Data records below:
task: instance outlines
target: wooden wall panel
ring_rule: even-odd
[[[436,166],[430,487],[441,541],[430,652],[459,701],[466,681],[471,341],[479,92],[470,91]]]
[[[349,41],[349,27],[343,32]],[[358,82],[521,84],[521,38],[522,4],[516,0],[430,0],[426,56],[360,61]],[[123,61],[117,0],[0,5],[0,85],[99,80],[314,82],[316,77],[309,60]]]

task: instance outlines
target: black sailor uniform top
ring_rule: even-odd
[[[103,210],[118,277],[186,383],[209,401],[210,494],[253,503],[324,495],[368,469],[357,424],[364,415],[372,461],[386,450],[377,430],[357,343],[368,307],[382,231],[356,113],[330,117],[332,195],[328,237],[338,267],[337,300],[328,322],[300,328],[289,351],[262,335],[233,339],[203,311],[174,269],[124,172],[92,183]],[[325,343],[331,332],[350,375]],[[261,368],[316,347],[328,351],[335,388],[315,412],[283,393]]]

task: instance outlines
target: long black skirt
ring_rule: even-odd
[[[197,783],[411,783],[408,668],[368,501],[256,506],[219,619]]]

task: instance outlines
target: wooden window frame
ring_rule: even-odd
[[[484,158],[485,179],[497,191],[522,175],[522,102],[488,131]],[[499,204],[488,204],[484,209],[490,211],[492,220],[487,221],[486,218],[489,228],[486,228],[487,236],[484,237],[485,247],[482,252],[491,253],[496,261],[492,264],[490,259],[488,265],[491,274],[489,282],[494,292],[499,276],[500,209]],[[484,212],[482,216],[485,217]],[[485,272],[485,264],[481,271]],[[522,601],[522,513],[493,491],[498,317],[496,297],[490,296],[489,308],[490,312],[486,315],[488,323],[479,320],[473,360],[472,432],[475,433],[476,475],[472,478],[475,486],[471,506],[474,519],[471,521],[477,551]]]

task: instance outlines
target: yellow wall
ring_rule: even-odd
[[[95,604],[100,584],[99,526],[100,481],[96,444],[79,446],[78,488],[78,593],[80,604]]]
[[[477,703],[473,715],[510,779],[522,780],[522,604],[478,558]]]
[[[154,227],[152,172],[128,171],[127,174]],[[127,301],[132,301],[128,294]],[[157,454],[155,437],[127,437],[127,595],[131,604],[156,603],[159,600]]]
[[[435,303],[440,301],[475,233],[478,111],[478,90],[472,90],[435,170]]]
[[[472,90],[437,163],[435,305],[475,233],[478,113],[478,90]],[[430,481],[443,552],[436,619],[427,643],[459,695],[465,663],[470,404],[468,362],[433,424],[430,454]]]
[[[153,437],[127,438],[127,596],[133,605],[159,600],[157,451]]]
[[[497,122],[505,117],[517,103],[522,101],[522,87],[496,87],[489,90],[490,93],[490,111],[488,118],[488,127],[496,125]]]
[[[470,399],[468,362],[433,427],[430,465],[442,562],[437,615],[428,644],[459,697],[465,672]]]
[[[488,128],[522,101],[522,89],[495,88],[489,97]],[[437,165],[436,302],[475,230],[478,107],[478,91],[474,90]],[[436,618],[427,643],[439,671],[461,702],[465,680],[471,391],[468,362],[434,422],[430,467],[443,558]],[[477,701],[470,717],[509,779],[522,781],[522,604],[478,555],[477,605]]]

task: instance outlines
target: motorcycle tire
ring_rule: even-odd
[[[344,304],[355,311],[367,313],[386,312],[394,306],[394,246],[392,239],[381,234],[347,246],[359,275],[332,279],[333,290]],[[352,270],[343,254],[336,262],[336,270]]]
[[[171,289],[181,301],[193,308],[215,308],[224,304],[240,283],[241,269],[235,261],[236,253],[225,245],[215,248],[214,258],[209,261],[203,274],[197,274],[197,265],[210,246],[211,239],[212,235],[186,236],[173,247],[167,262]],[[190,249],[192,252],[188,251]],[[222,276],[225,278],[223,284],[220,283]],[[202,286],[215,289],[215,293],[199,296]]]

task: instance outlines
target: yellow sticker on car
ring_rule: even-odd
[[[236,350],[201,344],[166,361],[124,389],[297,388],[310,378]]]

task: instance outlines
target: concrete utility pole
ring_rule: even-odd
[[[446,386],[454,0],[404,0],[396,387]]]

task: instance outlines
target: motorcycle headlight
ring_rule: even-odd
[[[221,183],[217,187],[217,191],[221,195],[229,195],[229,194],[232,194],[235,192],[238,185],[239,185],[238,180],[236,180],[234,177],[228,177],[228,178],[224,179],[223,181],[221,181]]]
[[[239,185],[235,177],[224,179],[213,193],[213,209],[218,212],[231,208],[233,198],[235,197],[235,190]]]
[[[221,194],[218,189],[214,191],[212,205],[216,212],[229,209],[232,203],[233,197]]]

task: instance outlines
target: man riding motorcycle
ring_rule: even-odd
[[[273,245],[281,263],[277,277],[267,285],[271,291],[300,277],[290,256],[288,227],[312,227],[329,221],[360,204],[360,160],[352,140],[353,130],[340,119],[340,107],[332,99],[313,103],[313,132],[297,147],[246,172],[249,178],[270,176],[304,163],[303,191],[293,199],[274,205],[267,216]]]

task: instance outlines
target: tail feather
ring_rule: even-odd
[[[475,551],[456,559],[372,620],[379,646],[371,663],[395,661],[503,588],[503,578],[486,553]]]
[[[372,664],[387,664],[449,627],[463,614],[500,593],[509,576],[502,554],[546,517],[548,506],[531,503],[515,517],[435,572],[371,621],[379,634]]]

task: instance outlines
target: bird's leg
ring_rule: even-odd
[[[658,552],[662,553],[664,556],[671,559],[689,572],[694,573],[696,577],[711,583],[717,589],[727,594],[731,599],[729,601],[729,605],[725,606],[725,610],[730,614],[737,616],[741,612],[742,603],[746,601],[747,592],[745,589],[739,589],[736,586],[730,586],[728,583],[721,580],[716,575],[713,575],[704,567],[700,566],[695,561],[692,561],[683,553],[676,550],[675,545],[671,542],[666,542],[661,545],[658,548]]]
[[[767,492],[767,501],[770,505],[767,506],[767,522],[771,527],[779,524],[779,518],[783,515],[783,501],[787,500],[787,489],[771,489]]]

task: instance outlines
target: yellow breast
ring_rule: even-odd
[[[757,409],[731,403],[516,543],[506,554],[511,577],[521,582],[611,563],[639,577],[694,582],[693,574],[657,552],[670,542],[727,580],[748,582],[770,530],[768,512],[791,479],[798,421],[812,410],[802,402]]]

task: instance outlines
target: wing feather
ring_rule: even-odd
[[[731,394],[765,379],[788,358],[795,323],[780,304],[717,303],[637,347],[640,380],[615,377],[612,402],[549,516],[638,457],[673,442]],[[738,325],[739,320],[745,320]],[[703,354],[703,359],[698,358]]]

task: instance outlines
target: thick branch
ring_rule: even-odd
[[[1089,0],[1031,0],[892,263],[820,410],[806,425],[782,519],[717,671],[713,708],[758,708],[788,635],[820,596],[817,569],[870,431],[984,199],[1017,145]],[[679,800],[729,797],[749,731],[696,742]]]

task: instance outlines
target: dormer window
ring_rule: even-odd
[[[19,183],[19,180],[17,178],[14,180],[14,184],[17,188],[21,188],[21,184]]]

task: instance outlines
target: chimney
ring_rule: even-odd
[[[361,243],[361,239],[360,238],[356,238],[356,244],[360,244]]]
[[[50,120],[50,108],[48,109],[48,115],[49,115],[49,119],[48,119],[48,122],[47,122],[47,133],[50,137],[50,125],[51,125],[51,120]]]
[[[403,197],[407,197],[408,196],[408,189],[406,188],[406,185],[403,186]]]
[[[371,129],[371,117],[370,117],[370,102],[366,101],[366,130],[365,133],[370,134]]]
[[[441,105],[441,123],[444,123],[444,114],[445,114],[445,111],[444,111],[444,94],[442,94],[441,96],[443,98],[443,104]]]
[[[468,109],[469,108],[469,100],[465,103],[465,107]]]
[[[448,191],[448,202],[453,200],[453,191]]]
End of Data records.
Restate the entries above, keeping every word intact.

> [Solution to this task]:
task: instance outlines
target: wooden wall panel
ring_rule: even-odd
[[[436,166],[430,487],[441,541],[430,652],[459,701],[466,681],[471,341],[479,92],[470,91]]]
[[[349,41],[349,27],[343,32]],[[358,82],[521,84],[521,38],[522,4],[516,0],[430,0],[426,56],[360,61]],[[123,61],[117,0],[0,5],[0,85],[99,80],[314,82],[316,77],[309,60]]]

task: instance outlines
target: black sailor uniform top
ring_rule: even-odd
[[[103,210],[118,277],[186,383],[209,401],[210,494],[253,503],[324,495],[368,469],[357,424],[364,415],[372,461],[386,450],[377,430],[357,343],[368,307],[382,231],[356,113],[330,117],[332,195],[328,237],[338,267],[337,300],[328,322],[300,328],[289,351],[262,335],[233,339],[203,311],[174,269],[124,172],[92,183]],[[325,343],[331,332],[350,375]],[[261,368],[316,347],[328,351],[335,388],[315,412],[283,393]]]

task: instance outlines
target: long black skirt
ring_rule: even-odd
[[[197,783],[411,783],[408,668],[368,501],[256,506],[219,619]]]

task: instance outlines
target: wooden window frame
ring_rule: even-odd
[[[484,158],[485,179],[497,191],[522,175],[522,102],[488,131]],[[499,204],[488,204],[484,209],[490,211],[492,220],[487,221],[486,218],[489,228],[486,228],[487,236],[484,237],[485,247],[482,252],[491,253],[496,261],[492,264],[490,259],[488,265],[491,274],[489,282],[494,292],[499,276],[500,209]],[[484,212],[482,216],[485,217]],[[485,272],[485,264],[481,271]],[[522,601],[522,513],[493,491],[498,317],[496,297],[490,296],[489,308],[490,312],[486,315],[488,323],[479,320],[473,360],[472,432],[475,433],[476,475],[472,478],[475,486],[471,506],[474,519],[471,521],[477,551]]]

task: instance outlines
target: yellow wall
ring_rule: even-odd
[[[95,604],[100,584],[99,526],[100,481],[96,444],[79,446],[78,488],[78,593],[80,604]]]
[[[477,703],[473,715],[510,779],[522,780],[522,604],[478,558]]]
[[[154,227],[152,172],[128,171],[127,174]],[[127,301],[132,301],[128,294]],[[157,454],[155,437],[127,437],[127,595],[131,604],[156,603],[159,600]]]
[[[435,303],[440,301],[475,233],[478,111],[478,90],[472,90],[435,170]]]
[[[472,90],[437,163],[435,305],[475,233],[478,113],[478,90]],[[430,481],[443,552],[436,619],[427,643],[459,695],[465,663],[470,404],[468,362],[433,424],[430,454]]]
[[[153,437],[127,438],[127,596],[133,605],[159,600],[157,451]]]
[[[497,122],[505,117],[517,103],[522,101],[522,87],[496,87],[489,90],[490,93],[490,111],[488,118],[488,127],[496,125]]]
[[[470,399],[468,362],[433,427],[430,465],[442,562],[437,615],[428,644],[459,697],[465,672]]]
[[[488,128],[522,101],[522,89],[495,88],[489,97]],[[437,165],[436,302],[475,230],[478,107],[478,91],[474,90]],[[436,618],[427,643],[439,671],[461,702],[465,680],[471,391],[468,362],[434,422],[430,467],[443,558]],[[477,701],[470,717],[509,779],[522,781],[522,604],[478,555],[477,605]]]

task: instance outlines
target: motorcycle tire
ring_rule: even-odd
[[[344,304],[355,311],[367,313],[386,312],[394,306],[394,246],[392,239],[381,234],[347,246],[359,275],[332,279],[333,290]],[[352,270],[343,254],[336,262],[336,270]]]
[[[171,289],[181,301],[193,308],[215,308],[224,304],[240,283],[241,269],[235,261],[236,253],[225,245],[215,248],[214,258],[209,261],[203,274],[197,274],[197,265],[210,246],[211,239],[212,235],[186,236],[173,247],[167,262]],[[190,249],[192,252],[188,251]],[[222,276],[225,278],[223,284],[220,283]],[[202,286],[215,289],[215,293],[199,296]]]

task: instance outlines
target: yellow sticker on car
ring_rule: even-odd
[[[236,350],[201,344],[166,361],[124,389],[297,388],[310,378]]]

task: instance outlines
target: concrete utility pole
ring_rule: even-odd
[[[446,386],[454,0],[404,0],[396,387]]]

task: instance outlines
target: motorcycle headlight
ring_rule: even-odd
[[[221,183],[217,187],[217,191],[221,195],[229,195],[229,194],[232,194],[235,192],[238,185],[239,185],[238,180],[236,180],[234,177],[228,177],[228,178],[224,179],[223,181],[221,181]]]
[[[239,185],[235,177],[224,179],[213,193],[213,209],[218,212],[231,208],[233,198],[235,197],[235,190]]]
[[[221,194],[218,189],[214,191],[212,205],[216,212],[229,209],[232,203],[233,197]]]

task: instance outlines
target: man riding motorcycle
ring_rule: even-odd
[[[273,245],[281,263],[277,277],[267,285],[271,291],[300,277],[290,256],[288,227],[312,227],[329,221],[360,204],[360,160],[352,140],[353,130],[340,119],[340,107],[332,99],[313,103],[313,132],[297,147],[246,172],[249,178],[270,176],[304,163],[303,191],[293,199],[274,205],[267,216]]]

task: instance outlines
target: tail feather
ring_rule: even-odd
[[[475,551],[456,559],[372,620],[379,646],[371,663],[395,661],[503,588],[503,578],[486,553]]]
[[[372,664],[387,664],[449,627],[463,614],[500,593],[509,576],[502,554],[546,517],[548,506],[531,503],[515,517],[435,572],[371,621],[379,634]]]

task: instance outlines
target: bird's leg
ring_rule: even-odd
[[[658,552],[662,553],[664,556],[671,559],[689,572],[694,573],[696,577],[711,583],[717,589],[727,594],[731,599],[729,601],[729,605],[725,606],[725,610],[730,614],[737,616],[741,612],[742,603],[746,601],[747,592],[745,589],[739,589],[736,586],[730,586],[728,583],[721,580],[716,575],[713,575],[704,567],[700,566],[695,561],[692,561],[683,553],[676,550],[675,545],[671,542],[666,542],[661,545],[658,548]]]
[[[767,492],[767,501],[770,505],[767,506],[767,522],[771,527],[779,524],[779,518],[783,515],[783,501],[787,500],[787,489],[771,489]]]

task: instance outlines
target: yellow breast
ring_rule: even-odd
[[[757,409],[731,403],[516,543],[506,554],[511,577],[521,582],[611,563],[639,577],[694,582],[693,574],[657,552],[670,542],[727,580],[748,582],[770,530],[768,512],[791,479],[798,421],[812,410],[802,402]]]

task: instance outlines
target: wing feather
ring_rule: even-odd
[[[731,394],[765,379],[788,358],[795,323],[780,304],[717,303],[637,347],[640,380],[615,377],[612,402],[549,516],[638,457],[673,442]],[[738,325],[739,320],[745,320]],[[703,354],[703,359],[698,358]]]

task: instance outlines
target: thick branch
ring_rule: even-odd
[[[1089,0],[1031,0],[892,263],[820,410],[806,425],[782,519],[717,671],[713,708],[758,708],[788,635],[820,596],[817,569],[870,431],[984,199],[1017,145]],[[679,800],[729,797],[749,731],[696,742]]]

task: instance outlines
target: dormer window
ring_rule: even-odd
[[[19,183],[19,180],[17,178],[14,180],[14,184],[17,188],[21,188],[21,184]]]

task: instance outlines
target: chimney
ring_rule: even-odd
[[[361,243],[361,239],[360,238],[356,238],[356,244],[360,244]]]
[[[50,120],[50,108],[48,109],[48,115],[49,115],[49,119],[48,119],[48,122],[47,122],[47,133],[50,137],[50,125],[51,125],[51,120]]]
[[[403,197],[407,197],[408,196],[408,189],[406,188],[406,185],[403,186]]]
[[[371,129],[371,117],[370,117],[370,102],[366,101],[366,130],[365,133],[370,134]]]
[[[441,105],[441,123],[444,123],[444,114],[445,114],[445,111],[444,111],[444,94],[442,94],[441,96],[443,98],[443,104]]]
[[[468,109],[469,108],[469,100],[465,103],[465,107]]]
[[[448,191],[448,202],[453,200],[453,191]]]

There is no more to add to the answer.